What you have to do =
From the first line below to the last, reproduce the material exactly and leave out the images.

Given data =
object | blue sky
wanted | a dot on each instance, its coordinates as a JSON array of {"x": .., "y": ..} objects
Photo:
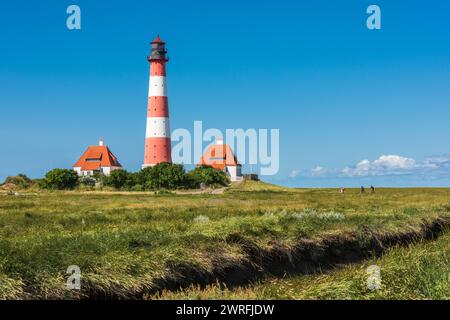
[{"x": 353, "y": 106}]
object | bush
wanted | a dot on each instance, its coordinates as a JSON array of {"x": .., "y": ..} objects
[
  {"x": 21, "y": 181},
  {"x": 117, "y": 179},
  {"x": 163, "y": 176},
  {"x": 60, "y": 179},
  {"x": 207, "y": 175}
]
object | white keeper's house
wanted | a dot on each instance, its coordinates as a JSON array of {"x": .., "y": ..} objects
[{"x": 97, "y": 159}]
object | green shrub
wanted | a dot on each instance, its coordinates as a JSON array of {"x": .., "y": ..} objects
[
  {"x": 117, "y": 179},
  {"x": 21, "y": 181},
  {"x": 163, "y": 176},
  {"x": 207, "y": 175},
  {"x": 60, "y": 179}
]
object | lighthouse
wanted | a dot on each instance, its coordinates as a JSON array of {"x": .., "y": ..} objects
[{"x": 157, "y": 136}]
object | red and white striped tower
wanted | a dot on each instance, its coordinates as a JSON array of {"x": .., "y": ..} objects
[{"x": 157, "y": 137}]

Response area =
object | blue sky
wanted | a dot on each instance, its coordinates as a JSON array of {"x": .., "y": ..} objects
Photo:
[{"x": 353, "y": 106}]
object | bush
wanted | a dot on each instance, its coordinates as a JSON array of {"x": .., "y": ..} objects
[
  {"x": 21, "y": 181},
  {"x": 117, "y": 179},
  {"x": 163, "y": 176},
  {"x": 60, "y": 179},
  {"x": 207, "y": 175}
]
object | white keeper's house
wanted | a dot on each instance, its coordinates as a JSON array of {"x": .., "y": ..} objects
[{"x": 97, "y": 159}]
object | green shrub
wanted | a dot on each instance, its coordinates as a JSON array of {"x": .., "y": ..} objects
[
  {"x": 117, "y": 179},
  {"x": 21, "y": 181},
  {"x": 163, "y": 176},
  {"x": 207, "y": 175},
  {"x": 60, "y": 179}
]
object | lighthouse
wanted | a dot on each instance, its coordinates as a JSON array of {"x": .., "y": ..} objects
[{"x": 157, "y": 136}]
object | red and white striped tower
wanted | a dot on each instance, its coordinates as a JSON array of {"x": .., "y": ..} objects
[{"x": 157, "y": 137}]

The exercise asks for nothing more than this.